### BRIEF A
Reproduce, word for word, all five rows that begin "Quickstart: pass a photo and a phrase", and omit the pictures.

-- START OF DOCUMENT SEGMENT --

Skip to content

Data Model Data Quality

wittkensis edited this page May 19, 2026 · 2 revisions

Data Quality and Academic Trust

Glintstone's data model is designed around a core principle: every claim about a cuneiform text -- its reading, lemmatization, translation, or identification -- should be traceable to the scholar, tool, or import process that produced it. This document describes how the schema enforces provenance, supports competing interpretations, and validates data integrity.


Provenance Architecture

annotation_runs: The Trust Backbone

Every record in the database carries an annotation_run_id foreign key linking it to an annotation_runs record. This single mechanism handles all provenance:

Field Purpose
source_type human, model, hybrid, or import
source_name Provider attribution string (e.g., "ORACC/dcclt", "BabyLemmatizer v2.2", "CDLI - cdli.earth")
scholar_id FK to scholars table (NULL for ML/import runs)
method How the annotation was produced: hand_copy, photograph, collation, autopsy, RTI, 3D_scan, ML_model, import
publication_id Structured link to the publication where this annotation appeared
created_at When the annotation was recorded

This design means a single JOIN from any data row to annotation_runs answers: who said this, when, how, and where was it published?

Provider Attribution

Each data source has a canonical attribution string stored in annotation_runs.source_name. These strings must appear in the UI when displaying source-specific data:

  • CDLI - cdli.earth
  • ORACC/{project_name} (e.g., ORACC/dcclt, ORACC/saao)
  • eBL - Electronic Babylonian Literature
  • CompVis
  • OpenAlex
  • KeiBi - Keilschriftbibliographie

Verification: verify_provider_attribution.py checks that no records exist without a valid annotation_run_id and that all provider strings match the canonical list.

Scholar Records

The scholars table tracks individual contributors with:

  • Normalized name (diacritics handled, particles like "von" and "de" standardized)
  • ORCID persistent identifier (backfilled from OpenAlex where available)
  • Expertise metadata: period specializations, language competencies
  • Active-since year (from Who's Who in Cuneiform Studies)

Name deduplication uses cascading match: ORCID exact > surname+initials normalized > full name fuzzy. Ambiguous matches are flagged for manual review.


Competing Interpretations

A single token position on a tablet may have multiple valid readings or lemmatizations proposed by different scholars or tools. The schema preserves all of them.

-- END OF DOCUMENT SEGMENT --

### BRIEF B
On the data quality page, what does verify_provider_attribution.py check?

-- START OF ROWS --

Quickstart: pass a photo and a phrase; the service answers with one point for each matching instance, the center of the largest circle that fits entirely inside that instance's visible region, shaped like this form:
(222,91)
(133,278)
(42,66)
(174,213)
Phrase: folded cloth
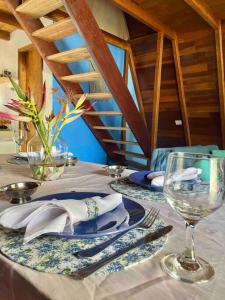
(58,216)
(157,179)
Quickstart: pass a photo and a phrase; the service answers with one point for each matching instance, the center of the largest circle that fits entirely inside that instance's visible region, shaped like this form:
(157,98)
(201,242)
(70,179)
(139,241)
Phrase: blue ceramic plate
(140,178)
(88,229)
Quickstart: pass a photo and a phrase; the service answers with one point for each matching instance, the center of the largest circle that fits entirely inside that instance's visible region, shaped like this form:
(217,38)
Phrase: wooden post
(181,92)
(125,76)
(157,87)
(220,73)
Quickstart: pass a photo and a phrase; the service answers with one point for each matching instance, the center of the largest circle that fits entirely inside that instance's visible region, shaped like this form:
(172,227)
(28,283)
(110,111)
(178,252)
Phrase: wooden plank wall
(144,50)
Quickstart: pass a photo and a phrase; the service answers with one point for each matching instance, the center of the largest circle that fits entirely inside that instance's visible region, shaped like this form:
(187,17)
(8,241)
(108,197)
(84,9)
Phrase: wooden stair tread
(105,113)
(83,77)
(110,128)
(120,142)
(127,153)
(56,31)
(70,55)
(38,8)
(96,96)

-- END OF ROWS --

### EXERCISE SOLUTION A
Quickstart: pass a photo and a phrase; the service answers with one point for each matching instance, the center of the largest circle that fits entirely inside that instance's visible region, shaped like this form:
(222,91)
(133,278)
(42,66)
(174,213)
Phrase: folded cloth
(58,216)
(157,179)
Quickstart: pass a photo and a phrase; the service answers with one point for each matching instance, the center of the largest circle that fits entirely inside that instance's visible region, shaped like this form:
(157,98)
(201,242)
(70,179)
(139,241)
Phrase: blue ceramic plate
(140,178)
(88,229)
Quickstart: pass a photo and a phrase; the service answers with one point for each matching instance, the center of the largest circle that fits entirely inside that instance's visible region, shaped like this form:
(217,38)
Phrase: wooden post
(181,92)
(125,76)
(157,87)
(220,73)
Quickstart: pass a photo and a phrase; the service answers with one point for each matching instance, the center of the largest circle that fits entirely inside that instance's visible region, shaped like this form:
(172,227)
(28,283)
(110,111)
(178,252)
Phrase: wooden plank wall
(144,50)
Quickstart: pass a photo and a phrase; the service answers with one point for each matching instance, the center of the largest circle that fits entirely inside that instance's visible region, shaped like this form:
(187,17)
(8,241)
(108,197)
(84,9)
Phrase: wooden stair tread
(105,113)
(83,77)
(110,128)
(120,142)
(127,153)
(56,31)
(70,55)
(38,8)
(96,96)

### EXERCISE SOLUTION B
It checks that no records exist without a valid annotation_run_id and that all provider strings match the canonical list.